Textauszug
Sie halten es also nicht für vorstellbar, dass die Reisefreiheit im Schengenraum angesichts der Anschläge infrage gestellt wird?

Doch, vorstellbar ist das. Aber ich glaube, gerade weil es vorstellbar ist, werden wir es schaffen, das zu verhindern. Jetzt wo man sieht, wie die Gefahren einer politischen Welle des Nationalismus, des Chauvinismus und der Illiberalität um sich greifen, kann man besser würdigen, warum das europäische Einigungsprojekt für uns alle nicht nur ein ideeller Wert ist, sondern auch ein sehr praktischer Vorteil. Vorher hatte man Errungenschaften wie die Reisefreiheit als ganz selbstverständlich erachtet.

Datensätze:
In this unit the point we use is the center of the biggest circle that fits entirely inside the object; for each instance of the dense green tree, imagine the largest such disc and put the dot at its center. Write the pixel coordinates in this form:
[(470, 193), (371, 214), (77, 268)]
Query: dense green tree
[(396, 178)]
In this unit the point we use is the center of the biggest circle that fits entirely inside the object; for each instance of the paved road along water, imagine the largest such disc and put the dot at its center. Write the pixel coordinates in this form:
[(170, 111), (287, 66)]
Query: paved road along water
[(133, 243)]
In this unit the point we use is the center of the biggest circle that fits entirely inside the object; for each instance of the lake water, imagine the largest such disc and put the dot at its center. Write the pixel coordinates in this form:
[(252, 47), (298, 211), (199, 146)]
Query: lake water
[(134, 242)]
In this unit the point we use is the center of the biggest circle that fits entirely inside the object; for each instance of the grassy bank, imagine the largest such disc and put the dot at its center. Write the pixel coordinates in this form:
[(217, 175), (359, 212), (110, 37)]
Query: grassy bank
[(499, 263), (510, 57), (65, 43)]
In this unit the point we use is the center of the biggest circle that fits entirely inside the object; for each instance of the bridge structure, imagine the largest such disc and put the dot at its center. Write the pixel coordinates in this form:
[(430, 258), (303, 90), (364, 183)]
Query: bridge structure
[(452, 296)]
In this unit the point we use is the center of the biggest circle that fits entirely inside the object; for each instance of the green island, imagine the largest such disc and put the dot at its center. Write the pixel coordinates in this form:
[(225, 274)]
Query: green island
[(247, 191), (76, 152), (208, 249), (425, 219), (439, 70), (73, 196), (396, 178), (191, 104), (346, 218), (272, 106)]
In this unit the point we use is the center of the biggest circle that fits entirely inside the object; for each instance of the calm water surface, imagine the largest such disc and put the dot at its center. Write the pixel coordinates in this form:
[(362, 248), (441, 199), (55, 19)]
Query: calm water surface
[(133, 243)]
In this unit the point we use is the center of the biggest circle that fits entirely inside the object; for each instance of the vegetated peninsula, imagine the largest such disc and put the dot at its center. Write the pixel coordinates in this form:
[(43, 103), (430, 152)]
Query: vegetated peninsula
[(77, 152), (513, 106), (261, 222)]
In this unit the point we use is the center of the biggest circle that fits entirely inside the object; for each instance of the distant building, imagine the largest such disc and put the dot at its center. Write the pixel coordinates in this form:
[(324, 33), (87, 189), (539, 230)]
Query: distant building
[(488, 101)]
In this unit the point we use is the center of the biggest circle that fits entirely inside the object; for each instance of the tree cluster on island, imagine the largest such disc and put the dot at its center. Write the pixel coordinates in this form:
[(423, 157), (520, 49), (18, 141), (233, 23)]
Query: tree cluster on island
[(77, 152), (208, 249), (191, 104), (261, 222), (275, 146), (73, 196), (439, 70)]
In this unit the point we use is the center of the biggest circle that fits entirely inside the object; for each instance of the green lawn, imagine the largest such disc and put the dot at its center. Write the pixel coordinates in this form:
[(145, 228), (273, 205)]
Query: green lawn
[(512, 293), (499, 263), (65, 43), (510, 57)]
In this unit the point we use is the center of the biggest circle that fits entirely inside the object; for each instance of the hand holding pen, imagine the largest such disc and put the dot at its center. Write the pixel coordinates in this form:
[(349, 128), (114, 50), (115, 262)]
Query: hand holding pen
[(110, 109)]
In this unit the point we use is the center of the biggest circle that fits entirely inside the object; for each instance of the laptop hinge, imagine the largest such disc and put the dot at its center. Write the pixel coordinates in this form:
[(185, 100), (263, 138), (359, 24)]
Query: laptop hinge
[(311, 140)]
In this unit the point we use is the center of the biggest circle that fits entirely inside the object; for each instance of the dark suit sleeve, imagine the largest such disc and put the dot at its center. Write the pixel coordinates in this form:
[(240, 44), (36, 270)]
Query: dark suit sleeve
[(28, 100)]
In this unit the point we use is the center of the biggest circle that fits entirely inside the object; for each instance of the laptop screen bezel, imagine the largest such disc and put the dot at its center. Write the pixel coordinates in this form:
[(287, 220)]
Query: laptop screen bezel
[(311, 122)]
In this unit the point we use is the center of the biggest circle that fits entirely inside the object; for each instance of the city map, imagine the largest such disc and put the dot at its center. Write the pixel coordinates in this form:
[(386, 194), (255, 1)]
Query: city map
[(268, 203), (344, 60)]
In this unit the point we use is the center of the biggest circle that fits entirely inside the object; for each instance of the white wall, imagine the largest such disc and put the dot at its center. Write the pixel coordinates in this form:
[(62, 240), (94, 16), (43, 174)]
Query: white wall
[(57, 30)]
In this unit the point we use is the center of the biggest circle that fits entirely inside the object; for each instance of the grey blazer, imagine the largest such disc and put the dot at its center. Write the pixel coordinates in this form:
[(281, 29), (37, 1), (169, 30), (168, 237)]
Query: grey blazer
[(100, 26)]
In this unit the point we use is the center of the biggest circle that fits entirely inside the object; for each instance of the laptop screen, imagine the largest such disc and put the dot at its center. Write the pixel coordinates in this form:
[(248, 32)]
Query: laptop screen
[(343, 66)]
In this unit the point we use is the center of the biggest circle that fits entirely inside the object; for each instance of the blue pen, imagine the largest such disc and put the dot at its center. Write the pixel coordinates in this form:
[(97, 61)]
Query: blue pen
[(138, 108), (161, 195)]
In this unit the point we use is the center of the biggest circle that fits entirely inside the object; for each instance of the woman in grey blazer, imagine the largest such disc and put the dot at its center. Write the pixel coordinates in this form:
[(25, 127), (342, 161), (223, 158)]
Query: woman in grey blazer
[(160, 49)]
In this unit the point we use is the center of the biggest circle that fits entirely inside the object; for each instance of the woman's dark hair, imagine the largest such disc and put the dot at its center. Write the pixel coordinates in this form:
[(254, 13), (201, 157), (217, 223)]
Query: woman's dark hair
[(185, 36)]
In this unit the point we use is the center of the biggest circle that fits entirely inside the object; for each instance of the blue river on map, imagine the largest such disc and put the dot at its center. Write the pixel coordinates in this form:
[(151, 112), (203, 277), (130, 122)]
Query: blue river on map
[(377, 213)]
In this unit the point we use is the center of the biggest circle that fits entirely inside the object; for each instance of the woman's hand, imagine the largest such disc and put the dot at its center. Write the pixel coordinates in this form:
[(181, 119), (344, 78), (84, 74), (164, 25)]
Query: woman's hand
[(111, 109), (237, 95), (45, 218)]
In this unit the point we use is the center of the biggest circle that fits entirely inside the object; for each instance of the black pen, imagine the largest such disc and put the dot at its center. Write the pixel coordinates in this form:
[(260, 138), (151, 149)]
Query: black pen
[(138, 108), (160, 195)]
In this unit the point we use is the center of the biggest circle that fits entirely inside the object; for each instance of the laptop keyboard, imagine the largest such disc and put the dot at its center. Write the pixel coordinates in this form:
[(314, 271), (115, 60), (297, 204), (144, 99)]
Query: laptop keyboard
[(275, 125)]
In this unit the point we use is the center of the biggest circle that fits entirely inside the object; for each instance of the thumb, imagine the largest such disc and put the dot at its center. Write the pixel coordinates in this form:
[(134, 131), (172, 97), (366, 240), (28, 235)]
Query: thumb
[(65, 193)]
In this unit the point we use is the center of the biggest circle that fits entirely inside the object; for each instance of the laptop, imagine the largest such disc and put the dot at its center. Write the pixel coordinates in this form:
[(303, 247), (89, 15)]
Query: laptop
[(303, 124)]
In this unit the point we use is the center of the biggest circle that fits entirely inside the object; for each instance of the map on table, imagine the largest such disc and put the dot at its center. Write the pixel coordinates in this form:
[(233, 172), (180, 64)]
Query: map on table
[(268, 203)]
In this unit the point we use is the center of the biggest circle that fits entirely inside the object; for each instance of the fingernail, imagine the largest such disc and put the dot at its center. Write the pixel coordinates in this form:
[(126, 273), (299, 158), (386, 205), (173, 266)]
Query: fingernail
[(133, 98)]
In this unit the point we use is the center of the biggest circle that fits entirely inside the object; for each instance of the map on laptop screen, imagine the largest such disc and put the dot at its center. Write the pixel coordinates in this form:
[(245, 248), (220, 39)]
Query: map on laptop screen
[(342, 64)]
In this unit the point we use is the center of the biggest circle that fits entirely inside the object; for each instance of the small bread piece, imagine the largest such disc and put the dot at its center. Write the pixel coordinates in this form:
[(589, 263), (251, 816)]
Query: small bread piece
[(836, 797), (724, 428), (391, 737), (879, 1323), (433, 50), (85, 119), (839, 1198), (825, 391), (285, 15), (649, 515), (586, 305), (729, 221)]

Übungsaufgaben
1) Gib den Textauszug zur Reisefreiheit von „Sie halten es“ bis einschließlich „ganz selbstverständlich erachtet.“ wortgetreu wieder.
2) Schreib den Textauszug zur Reisefreiheit im Schengenraum im Anschluss an seinen letzten Satz weiter.
Die Zeilen werden zur Bearbeitung nicht benötigt.

Antworten nach Aufgaben
1)
Sie halten es also nicht für vorstellbar, dass die Reisefreiheit im Schengenraum angesichts der Anschläge infrage gestellt wird?

Doch, vorstellbar ist das. Aber ich glaube, gerade weil es vorstellbar ist, werden wir es schaffen, das zu verhindern. Jetzt wo man sieht, wie die Gefahren einer politischen Welle des Nationalismus, des Chauvinismus und der Illiberalität um sich greifen, kann man besser würdigen, warum das europäische Einigungsprojekt für uns alle nicht nur ein ideeller Wert ist, sondern auch ein sehr praktischer Vorteil. Vorher hatte man Errungenschaften wie die Reisefreiheit als ganz selbstverständlich erachtet.

2)
Zu den Rechtspopulisten in der EU zählen Marine Le Pen von der französischen Front National, der Niederländer Geert Wilders oder deutsche AfD-Politiker. Rechnen Sie auch Horst Seehofer und die CSU dazu?

Ich werde die CSU ganz gewiss nicht in eine Linie mit Herrn Wilders, Frau Le Pen oder der AfD stellen. Ich glaube, wir sollten uns in diesem Jahr auf die positive Botschaft konzentrieren, dass es keineswegs ausgemacht ist, dass diese Nationalisten, diese autoritären Kräfte gewinnen. Die Erfahrung Österreichs hat gezeigt, dass gegen den Rechtstrend gewonnen werden kann. Deswegen gehe ich nicht mit einer Niederlagenstimmung oder mit eingezogenem Kopf in dieses Jahr 2017.

Sie und die anderen Europaabgeordneten stimmen am 17. Januar darüber ab, wer Nachfolger von Martin Schulz als EU-Parlamentspräsident wird. Die beiden Kandidaten der größten Fraktionen, der italienische Christdemokrat Antonio Tajani (EVP) und der Sozialdemokrat Gianni Pittella (S&D), sind beide umstritten. Wenn Sie 1000 Euro auf einen der Kandidaten setzen müssten, welcher wäre das?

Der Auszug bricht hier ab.